====== SUPPLIED TEXT ======
An electric vehicle plug

Following a stakeholder engagement process facilitated by the Great Plains Institute in 2018, Xcel Energy received approval and is moving forward in Minnesota with new electric vehicle (EV) pilot programs.  

As investor-owned electric utilities seek to meet the needs of shareholders, consumers, and the environment, EVs offer a unique opportunity. If implemented carefully, utility investments in EV infrastructure and programs can provide a series of benefits, including new sources of utility revenue, better services for EV drivers, reduced costs for all consumers by making the electric system more efficient, and reduced pollution and greenhouse gas emissions.

However, creating utility EV programs that do all of these things requires careful planning and program design. That was the focus of a stakeholder engagement process that the Great Plains Institute facilitated in 2018 to seek input on Xcel Energy’s EV pilot programs, which were approved by the Minnesota Public Utilities Commission (PUC) at a hearing on April 11, 2019.

Between May and August 2018, GPI, in collaboration with Xcel Energy, convened five stakeholder meetings to solicit input on several Xcel Energy pilot projects designed to test EV infrastructure investments and program designs. The pilots discussed included two offerings that were approved by the PUC in July 2019—a $14.4 million pilot for fleet operators and a $9.2 million pilot for public charging infrastructure.
======
TASKS
(a) For each statement, say whether the text about Xcel Energy's EV pilots agrees with it, and quote the words that decide it: (i) GPI convened five stakeholder meetings between May and August 2018; (ii) the pilot for public charging infrastructure was $14.4 million; (iii) Xcel Energy is moving forward with the new EV pilot programs in Minnesota.
(b) Return everything in the text about Xcel Energy's EV pilots from "An electric vehicle" down to "(EV) pilot programs.".
Rely only on the text about Xcel Energy's EV pilots for every answer.
====== RAW DATA ======
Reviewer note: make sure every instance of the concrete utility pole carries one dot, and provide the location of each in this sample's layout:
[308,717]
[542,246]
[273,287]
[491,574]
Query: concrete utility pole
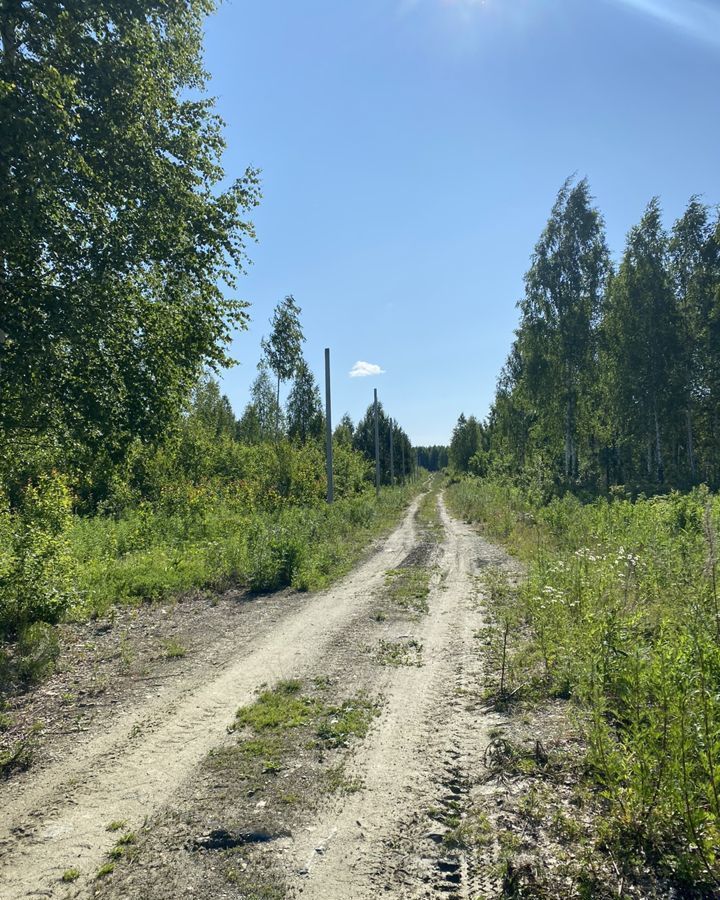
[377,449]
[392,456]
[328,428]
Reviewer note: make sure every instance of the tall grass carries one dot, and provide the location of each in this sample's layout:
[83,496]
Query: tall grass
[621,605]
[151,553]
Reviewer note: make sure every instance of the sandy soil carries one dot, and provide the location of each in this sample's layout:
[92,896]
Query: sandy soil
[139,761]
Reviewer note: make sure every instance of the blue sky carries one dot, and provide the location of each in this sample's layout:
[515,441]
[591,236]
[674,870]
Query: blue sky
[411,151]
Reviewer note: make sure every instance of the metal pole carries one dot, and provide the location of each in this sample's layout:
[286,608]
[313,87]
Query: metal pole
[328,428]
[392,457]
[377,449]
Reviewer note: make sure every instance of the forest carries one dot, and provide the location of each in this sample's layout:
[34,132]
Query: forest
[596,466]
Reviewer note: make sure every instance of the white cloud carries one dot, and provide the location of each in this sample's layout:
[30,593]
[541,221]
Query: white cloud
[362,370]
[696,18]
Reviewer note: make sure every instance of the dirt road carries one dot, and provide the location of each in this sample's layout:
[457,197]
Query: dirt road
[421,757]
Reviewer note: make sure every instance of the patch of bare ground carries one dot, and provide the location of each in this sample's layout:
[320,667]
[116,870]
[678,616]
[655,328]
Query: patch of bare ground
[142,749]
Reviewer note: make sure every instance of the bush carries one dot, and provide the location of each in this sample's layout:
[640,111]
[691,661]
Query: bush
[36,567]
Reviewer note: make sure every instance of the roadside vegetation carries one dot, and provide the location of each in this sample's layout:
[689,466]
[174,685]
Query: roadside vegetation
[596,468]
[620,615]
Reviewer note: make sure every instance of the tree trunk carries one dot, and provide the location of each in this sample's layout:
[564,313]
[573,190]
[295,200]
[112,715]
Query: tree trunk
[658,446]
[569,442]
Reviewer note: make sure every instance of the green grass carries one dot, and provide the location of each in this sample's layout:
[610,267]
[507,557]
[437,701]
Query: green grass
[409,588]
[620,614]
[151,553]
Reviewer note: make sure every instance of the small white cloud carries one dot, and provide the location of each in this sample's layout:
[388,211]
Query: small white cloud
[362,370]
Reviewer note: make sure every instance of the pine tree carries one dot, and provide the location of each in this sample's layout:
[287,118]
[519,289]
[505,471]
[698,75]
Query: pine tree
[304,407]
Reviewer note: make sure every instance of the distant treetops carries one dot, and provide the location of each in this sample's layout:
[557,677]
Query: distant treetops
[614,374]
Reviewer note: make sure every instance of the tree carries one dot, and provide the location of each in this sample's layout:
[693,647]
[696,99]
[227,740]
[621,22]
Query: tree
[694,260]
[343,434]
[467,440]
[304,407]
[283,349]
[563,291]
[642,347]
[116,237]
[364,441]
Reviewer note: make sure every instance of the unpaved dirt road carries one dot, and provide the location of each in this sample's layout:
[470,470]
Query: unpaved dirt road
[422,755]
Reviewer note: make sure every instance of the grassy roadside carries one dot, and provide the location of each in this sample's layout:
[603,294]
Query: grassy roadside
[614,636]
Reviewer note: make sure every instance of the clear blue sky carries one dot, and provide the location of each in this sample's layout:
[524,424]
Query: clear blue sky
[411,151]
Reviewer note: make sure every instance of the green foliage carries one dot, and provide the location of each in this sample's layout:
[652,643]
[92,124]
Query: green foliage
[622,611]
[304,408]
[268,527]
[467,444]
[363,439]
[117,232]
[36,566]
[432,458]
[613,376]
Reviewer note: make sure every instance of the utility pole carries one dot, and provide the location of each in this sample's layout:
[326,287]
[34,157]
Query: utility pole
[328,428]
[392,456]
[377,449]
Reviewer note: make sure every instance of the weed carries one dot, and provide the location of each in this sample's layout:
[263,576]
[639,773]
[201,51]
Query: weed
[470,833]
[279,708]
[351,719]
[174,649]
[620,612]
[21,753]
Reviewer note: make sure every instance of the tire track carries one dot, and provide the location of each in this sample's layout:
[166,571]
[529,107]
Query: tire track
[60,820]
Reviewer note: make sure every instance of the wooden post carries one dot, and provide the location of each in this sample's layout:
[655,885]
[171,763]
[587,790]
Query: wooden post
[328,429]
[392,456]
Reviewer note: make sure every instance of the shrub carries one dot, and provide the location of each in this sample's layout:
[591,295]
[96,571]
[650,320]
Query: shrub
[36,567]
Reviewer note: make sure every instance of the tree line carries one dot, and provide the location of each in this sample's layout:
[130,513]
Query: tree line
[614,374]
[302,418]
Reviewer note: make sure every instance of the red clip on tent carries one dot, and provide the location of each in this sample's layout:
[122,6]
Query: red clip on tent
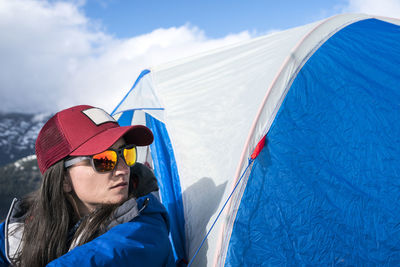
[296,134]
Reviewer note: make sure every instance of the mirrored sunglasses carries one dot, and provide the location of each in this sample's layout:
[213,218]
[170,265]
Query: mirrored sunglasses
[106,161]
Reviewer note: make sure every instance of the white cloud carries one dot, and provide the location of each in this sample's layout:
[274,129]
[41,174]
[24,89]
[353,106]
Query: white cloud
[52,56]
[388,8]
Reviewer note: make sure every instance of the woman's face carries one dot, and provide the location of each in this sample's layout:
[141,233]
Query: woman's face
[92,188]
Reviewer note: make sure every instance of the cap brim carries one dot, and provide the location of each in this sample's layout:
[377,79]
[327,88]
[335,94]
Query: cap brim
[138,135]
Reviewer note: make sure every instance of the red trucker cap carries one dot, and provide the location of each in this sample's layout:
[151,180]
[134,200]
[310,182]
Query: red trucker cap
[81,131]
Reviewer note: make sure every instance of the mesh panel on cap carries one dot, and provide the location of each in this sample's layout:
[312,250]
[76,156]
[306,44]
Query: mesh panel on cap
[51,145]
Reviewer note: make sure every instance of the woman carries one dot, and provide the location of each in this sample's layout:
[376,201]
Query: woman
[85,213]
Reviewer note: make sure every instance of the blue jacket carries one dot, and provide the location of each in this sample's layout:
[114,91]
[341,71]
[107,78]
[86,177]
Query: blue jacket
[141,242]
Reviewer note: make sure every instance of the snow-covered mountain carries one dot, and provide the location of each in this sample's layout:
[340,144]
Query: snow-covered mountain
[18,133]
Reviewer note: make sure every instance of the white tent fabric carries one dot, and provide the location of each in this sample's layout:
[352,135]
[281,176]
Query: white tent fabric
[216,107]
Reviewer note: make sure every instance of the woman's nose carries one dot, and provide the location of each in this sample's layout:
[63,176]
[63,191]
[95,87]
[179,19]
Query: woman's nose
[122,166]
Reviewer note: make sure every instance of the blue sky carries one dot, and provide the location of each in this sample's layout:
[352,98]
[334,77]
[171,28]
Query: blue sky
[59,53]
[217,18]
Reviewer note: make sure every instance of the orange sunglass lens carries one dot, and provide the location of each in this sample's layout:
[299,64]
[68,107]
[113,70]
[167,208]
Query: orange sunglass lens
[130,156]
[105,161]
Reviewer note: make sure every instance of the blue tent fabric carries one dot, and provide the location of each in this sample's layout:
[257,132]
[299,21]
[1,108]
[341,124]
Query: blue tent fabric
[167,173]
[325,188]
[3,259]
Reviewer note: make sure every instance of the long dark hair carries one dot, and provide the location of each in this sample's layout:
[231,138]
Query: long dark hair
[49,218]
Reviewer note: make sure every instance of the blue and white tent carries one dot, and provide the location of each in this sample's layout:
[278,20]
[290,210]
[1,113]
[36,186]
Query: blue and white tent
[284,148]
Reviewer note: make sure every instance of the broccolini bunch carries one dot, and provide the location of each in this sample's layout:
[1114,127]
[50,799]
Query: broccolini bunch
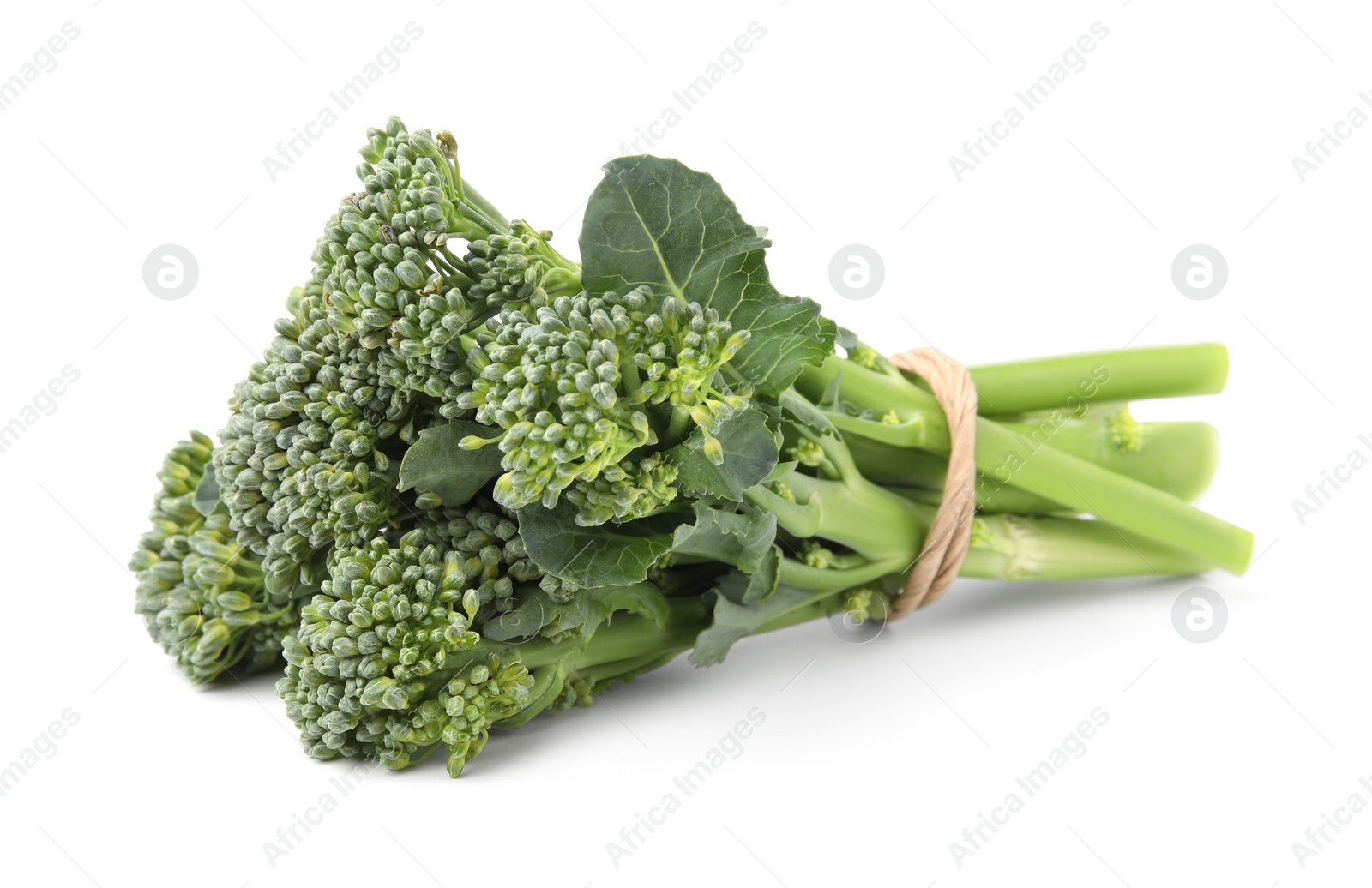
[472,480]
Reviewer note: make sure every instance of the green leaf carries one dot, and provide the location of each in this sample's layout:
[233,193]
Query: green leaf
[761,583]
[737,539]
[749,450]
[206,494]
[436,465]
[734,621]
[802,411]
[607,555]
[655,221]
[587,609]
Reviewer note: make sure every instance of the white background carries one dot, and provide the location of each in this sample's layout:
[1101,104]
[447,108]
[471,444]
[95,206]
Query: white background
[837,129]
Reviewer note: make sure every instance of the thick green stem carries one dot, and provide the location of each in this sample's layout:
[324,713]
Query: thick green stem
======
RESULTS OF THE EXERCISE
(a)
(i) Yes: "Between May and August 2018, GPI, in collaboration with Xcel Energy, convened five stakeholder meetings"
(ii) No: "a $9.2 million pilot for public charging infrastructure"
(iii) Yes: "Xcel Energy received approval and is moving forward in Minnesota with new electric vehicle (EV) pilot programs"

(b)
An electric vehicle plug

Following a stakeholder engagement process facilitated by the Great Plains Institute in 2018, Xcel Energy received approval and is moving forward in Minnesota with new electric vehicle (EV) pilot programs.